*QUESTIONS*.
- A) Answer these questions from the account of the shooting and Blossom's birth:
(i) What did Ruffins see when he raised Pleasant's shirt?
(ii) Where was Blossom taken after the emergency C-section, and by what means?
(iii) How long did Blossom stay in the NICU?
- B) Summarize the account of the shooting and Blossom's birth in two sentences.

*PAGE EXTRACT*.
In the terrifying moments after the shooting, the musician feared he might lose both. When she first saw the blood on her abdomen, Pleasant didn't know what had happened. "I just knew I was hurting," she recalls. "I was in so much pain." Panicked, she called Ruffins. "All she did was scream," he says. "Our house was just around the corner, but that was the longest ride of my life." When Ruffins arrived, Pleasant was lying on the ground with two family members who live nearby at her side. "I raised her shirt and saw a little bitty hole and said, 'Did you fall?'" Ruffins says. It wasn't until they reached the hospital that doctors realized it was a gunshot wound.
After an emergency C-section, Blossom was flown immediately to Children's Hospital New Orleans via helicopter, where she remained in the NICU for a week. "I remember walking into Children's and not being able to compose myself, to stop crying," says Ruffins, who was the first to see Blossom. "Then the nurse told me she probably will never walk. I lost it after that."

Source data
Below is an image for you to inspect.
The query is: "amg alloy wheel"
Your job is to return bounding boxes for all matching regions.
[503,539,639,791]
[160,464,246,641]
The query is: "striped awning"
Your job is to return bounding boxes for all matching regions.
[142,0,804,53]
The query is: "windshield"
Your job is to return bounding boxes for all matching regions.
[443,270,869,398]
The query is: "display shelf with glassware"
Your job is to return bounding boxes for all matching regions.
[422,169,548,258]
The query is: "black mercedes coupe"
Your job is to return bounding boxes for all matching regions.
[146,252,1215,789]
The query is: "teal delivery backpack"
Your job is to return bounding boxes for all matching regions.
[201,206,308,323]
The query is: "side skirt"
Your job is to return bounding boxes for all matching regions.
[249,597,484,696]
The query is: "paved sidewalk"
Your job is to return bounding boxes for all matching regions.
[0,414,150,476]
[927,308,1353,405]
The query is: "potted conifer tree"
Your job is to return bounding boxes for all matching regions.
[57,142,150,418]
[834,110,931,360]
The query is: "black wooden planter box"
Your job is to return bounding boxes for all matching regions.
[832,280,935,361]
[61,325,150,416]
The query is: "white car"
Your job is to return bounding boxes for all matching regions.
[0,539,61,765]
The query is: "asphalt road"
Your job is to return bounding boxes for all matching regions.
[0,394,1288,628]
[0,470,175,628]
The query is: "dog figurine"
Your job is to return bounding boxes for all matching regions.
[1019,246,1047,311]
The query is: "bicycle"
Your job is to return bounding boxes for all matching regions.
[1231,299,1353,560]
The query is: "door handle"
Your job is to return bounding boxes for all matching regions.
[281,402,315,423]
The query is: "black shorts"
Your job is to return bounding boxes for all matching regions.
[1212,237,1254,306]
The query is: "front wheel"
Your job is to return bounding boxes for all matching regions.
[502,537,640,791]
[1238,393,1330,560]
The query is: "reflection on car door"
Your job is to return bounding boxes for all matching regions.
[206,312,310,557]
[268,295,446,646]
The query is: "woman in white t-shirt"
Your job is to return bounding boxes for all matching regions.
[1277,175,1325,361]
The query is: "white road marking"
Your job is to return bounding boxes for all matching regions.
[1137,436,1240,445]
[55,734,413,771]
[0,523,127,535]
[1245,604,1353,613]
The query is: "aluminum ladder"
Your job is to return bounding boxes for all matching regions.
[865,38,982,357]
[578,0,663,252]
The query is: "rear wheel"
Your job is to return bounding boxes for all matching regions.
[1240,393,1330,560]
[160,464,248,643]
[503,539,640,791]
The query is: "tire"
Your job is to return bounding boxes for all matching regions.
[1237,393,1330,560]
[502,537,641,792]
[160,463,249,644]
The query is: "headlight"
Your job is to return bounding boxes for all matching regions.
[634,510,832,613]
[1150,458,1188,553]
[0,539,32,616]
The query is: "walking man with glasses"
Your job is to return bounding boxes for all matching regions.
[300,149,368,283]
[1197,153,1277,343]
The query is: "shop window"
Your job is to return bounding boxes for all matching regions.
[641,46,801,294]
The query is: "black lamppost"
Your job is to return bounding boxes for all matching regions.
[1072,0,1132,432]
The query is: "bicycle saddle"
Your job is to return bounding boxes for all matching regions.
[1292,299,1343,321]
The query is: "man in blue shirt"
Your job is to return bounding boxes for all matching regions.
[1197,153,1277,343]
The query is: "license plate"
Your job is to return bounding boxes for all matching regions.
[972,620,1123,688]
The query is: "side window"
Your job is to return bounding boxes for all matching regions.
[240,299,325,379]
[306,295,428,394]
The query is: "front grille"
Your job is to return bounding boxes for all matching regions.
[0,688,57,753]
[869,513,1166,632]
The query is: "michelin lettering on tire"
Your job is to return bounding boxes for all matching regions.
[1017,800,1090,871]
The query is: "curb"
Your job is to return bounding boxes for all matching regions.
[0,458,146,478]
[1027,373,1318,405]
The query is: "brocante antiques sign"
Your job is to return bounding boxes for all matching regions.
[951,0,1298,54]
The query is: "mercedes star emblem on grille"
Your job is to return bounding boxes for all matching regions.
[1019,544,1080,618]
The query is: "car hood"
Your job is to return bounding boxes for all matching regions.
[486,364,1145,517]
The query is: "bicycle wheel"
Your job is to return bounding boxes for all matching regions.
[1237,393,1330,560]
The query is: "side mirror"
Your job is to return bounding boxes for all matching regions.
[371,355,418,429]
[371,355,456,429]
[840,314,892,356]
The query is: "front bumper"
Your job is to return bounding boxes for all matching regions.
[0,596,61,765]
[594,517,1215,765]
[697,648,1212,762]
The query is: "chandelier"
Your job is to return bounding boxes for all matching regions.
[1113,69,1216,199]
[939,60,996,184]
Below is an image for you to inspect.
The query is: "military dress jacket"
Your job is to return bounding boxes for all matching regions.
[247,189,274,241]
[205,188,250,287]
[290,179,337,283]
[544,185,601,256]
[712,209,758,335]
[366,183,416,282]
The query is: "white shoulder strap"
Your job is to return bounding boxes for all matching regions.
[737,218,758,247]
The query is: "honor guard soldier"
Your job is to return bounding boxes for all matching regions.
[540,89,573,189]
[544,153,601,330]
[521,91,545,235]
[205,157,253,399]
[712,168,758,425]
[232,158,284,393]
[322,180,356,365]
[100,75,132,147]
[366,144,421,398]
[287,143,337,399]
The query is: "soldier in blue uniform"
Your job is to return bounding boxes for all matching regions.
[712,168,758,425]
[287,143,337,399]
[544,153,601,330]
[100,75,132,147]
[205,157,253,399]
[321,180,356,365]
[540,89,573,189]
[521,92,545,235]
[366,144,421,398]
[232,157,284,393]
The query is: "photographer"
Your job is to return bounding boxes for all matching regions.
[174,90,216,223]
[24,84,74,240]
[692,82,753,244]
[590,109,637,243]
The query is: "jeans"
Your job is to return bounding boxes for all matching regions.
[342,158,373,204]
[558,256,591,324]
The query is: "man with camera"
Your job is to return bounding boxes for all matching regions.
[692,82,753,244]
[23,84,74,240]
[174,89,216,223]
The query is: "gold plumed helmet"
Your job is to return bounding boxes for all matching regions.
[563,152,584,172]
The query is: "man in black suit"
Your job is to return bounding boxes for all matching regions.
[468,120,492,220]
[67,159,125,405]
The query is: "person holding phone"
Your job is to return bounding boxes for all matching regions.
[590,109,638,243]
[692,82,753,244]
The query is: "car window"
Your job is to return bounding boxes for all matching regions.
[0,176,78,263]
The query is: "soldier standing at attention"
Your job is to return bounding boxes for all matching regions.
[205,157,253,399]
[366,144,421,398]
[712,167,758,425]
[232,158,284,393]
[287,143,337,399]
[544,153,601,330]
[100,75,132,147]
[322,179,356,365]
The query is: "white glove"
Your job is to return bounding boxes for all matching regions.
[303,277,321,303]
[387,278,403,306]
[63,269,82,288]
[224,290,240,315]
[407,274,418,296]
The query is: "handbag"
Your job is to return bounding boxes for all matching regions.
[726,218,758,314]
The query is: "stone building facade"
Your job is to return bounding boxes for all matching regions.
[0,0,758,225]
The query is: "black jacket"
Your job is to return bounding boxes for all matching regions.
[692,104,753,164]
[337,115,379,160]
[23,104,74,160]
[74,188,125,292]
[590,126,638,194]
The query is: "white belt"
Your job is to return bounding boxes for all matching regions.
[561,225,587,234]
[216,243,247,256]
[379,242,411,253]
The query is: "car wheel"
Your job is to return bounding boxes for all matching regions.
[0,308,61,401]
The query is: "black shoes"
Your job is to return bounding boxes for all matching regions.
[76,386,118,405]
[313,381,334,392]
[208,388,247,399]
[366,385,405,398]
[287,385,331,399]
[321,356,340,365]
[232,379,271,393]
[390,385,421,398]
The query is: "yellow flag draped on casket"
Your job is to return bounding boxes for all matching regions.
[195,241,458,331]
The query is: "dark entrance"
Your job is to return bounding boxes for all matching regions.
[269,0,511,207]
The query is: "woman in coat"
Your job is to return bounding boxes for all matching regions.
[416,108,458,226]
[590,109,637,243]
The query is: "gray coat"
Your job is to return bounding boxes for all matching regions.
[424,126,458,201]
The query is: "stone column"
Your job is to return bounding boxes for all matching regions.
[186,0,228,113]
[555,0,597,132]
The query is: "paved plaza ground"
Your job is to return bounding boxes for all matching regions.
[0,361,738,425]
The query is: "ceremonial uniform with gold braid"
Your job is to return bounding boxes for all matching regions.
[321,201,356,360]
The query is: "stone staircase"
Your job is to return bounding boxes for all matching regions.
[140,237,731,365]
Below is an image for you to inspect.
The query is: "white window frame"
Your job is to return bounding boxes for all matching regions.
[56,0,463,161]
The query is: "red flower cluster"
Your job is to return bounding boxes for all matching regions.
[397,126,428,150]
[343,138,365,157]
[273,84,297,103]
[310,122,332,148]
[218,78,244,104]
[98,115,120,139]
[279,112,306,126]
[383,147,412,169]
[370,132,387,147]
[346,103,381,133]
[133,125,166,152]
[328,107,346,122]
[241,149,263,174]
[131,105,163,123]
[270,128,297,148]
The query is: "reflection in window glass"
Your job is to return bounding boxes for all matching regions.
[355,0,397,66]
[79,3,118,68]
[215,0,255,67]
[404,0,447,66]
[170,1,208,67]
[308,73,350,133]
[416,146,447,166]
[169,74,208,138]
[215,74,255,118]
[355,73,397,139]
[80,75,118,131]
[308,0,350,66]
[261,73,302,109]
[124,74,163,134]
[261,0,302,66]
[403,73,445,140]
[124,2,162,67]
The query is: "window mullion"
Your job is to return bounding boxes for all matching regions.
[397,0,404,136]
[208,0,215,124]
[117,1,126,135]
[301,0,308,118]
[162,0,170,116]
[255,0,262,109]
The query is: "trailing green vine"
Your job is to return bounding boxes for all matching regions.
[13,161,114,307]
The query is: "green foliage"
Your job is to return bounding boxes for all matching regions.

*SOLUTIONS*.
- A)
(i) A little bitty hole.
(ii) Children's Hospital New Orleans, by helicopter.
(iii) A week.

- B) After Pleasant saw blood on her abdomen and called Ruffins screaming, he found her on the ground with two family members, and doctors at the hospital realized the small hole he had seen was a gunshot wound. Following an emergency C-section, Blossom was flown by helicopter to Children's Hospital New Orleans and stayed a week in the NICU, and a nurse there told Ruffins she would probably never walk.